● Tekstgedeelte
#####

Vaststaat dat Woonzorg er belang bij heeft dat een huurder geen overlast veroorzaakt vanuit de van haar gehuurde woning. Woonzorg moet zorgen voor een veilige en ongestoorde leefomgeving en [gedaagde] heeft het woongenot van zijn buren, die ook huren van Woonzorg, ernstig geschaad. Daartegenover staat dat het duidelijk is dat ontbinding voor [gedaagde] ingrijpende gevolgen heeft. De behandeling van [gedaagde] die goed aan lijkt te slaan in combinatie met zijn gezondheidssituatie maken dat een belangenafweging op dit moment in zijn voordeel uitvalt. De vrees van Woonzorg dat [gedaagde] terugvalt in zijn oude gedrag, is nu onvoldoende om tot een andere belangenafweging te komen.
4.7.

#####

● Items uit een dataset
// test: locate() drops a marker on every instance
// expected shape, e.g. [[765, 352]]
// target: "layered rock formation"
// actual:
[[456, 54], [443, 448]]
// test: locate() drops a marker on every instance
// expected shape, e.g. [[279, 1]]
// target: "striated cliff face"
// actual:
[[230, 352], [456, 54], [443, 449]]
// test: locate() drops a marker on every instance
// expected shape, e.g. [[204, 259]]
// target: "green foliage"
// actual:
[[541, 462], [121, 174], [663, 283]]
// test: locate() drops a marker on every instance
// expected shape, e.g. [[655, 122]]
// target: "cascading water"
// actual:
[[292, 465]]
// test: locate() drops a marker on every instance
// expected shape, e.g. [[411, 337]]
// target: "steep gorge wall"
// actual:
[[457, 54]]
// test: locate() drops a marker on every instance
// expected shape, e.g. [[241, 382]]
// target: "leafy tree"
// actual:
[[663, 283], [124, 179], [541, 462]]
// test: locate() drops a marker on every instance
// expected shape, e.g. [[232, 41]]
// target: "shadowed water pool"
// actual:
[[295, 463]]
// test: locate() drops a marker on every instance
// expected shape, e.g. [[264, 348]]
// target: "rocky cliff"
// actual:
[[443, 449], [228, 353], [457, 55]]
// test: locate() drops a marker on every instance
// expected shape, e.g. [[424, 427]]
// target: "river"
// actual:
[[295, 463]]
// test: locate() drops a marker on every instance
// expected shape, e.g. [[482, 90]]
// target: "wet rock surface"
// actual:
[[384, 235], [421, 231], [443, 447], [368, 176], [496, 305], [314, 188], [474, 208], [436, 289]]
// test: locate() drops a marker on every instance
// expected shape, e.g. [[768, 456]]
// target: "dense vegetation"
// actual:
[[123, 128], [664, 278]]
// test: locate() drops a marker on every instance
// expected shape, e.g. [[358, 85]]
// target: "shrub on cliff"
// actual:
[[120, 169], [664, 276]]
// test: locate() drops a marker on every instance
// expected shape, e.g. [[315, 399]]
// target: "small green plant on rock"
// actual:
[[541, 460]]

#####

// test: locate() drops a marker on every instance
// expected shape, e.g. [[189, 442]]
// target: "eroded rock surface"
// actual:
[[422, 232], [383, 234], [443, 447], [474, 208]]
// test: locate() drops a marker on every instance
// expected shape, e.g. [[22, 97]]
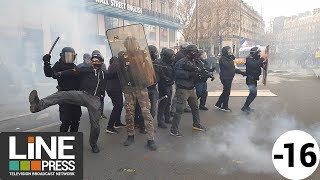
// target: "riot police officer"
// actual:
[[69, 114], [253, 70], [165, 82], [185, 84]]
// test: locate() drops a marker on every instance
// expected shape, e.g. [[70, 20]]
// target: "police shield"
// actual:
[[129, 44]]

#####

● Opdrachten
1. Schrijf uit de tekst over de huurzaak van Woonzorg letterlijk het deel over dat opent met de woorden "Vaststaat dat Woonzorg" en sluit met "belangenafweging te komen.".
2. Vul de tekst over de huurzaak van Woonzorg aan met het gedeelte dat direct volgt op wat er nu staat.

● Antwoorden
1.
Vaststaat dat Woonzorg er belang bij heeft dat een huurder geen overlast veroorzaakt vanuit de van haar gehuurde woning. Woonzorg moet zorgen voor een veilige en ongestoorde leefomgeving en [gedaagde] heeft het woongenot van zijn buren, die ook huren van Woonzorg, ernstig geschaad. Daartegenover staat dat het duidelijk is dat ontbinding voor [gedaagde] ingrijpende gevolgen heeft. De behandeling van [gedaagde] die goed aan lijkt te slaan in combinatie met zijn gezondheidssituatie maken dat een belangenafweging op dit moment in zijn voordeel uitvalt. De vrees van Woonzorg dat [gedaagde] terugvalt in zijn oude gedrag, is nu onvoldoende om tot een andere belangenafweging te komen.

2.
Dit betekent dat de gevorderde ontbinding van de huurovereenkomst en ontruiming van het gehuurde wordt afgewezen. Daarbij moet [gedaagde] beseffen dat als hij in de toekomst opnieuw overlast veroorzaakt, zoals het bedreigen van buren, het veroorzaken van geluidsoverlast of stankoverlast door het roken van wiet, deze afweging anders voor hem kan uitpakken. Het is dan ook van groot belang dat [gedaagde] in behandeling blijft om het gehuurde ook voor toekomst te behouden.
4.8.
De kantonrechter hecht eraan op te merken dat [gedaagde] naar een andere woning zou willen gaan. Woonzorg heeft verklaard zich te willen inspannen voor een woning bij een andere verhuurder. Verder heeft [gedaagde] verklaard dat hij zijn excuses wil aanbieden, maar dit niet zonder instemming van de omwonenden wil doen. Mogelijk kan Woonzorg daarin een rol spelen.
4.9.
Woonzorg is in het ongelijk gesteld en moet daarom de proceskosten (inclusief nakosten) betalen. De proceskosten van [gedaagde] worden begroot op:
- salaris gemachtigde
408,00
(2 punten × € 204,00)
- nakosten
41,00
(plus de kosten van betekening zoals vermeld in de beslissing)
Totaal
449,00

5.De beslissing

De kantonrechter
5.1.
wijst de vorderingen van Woonzorg af,
5.2.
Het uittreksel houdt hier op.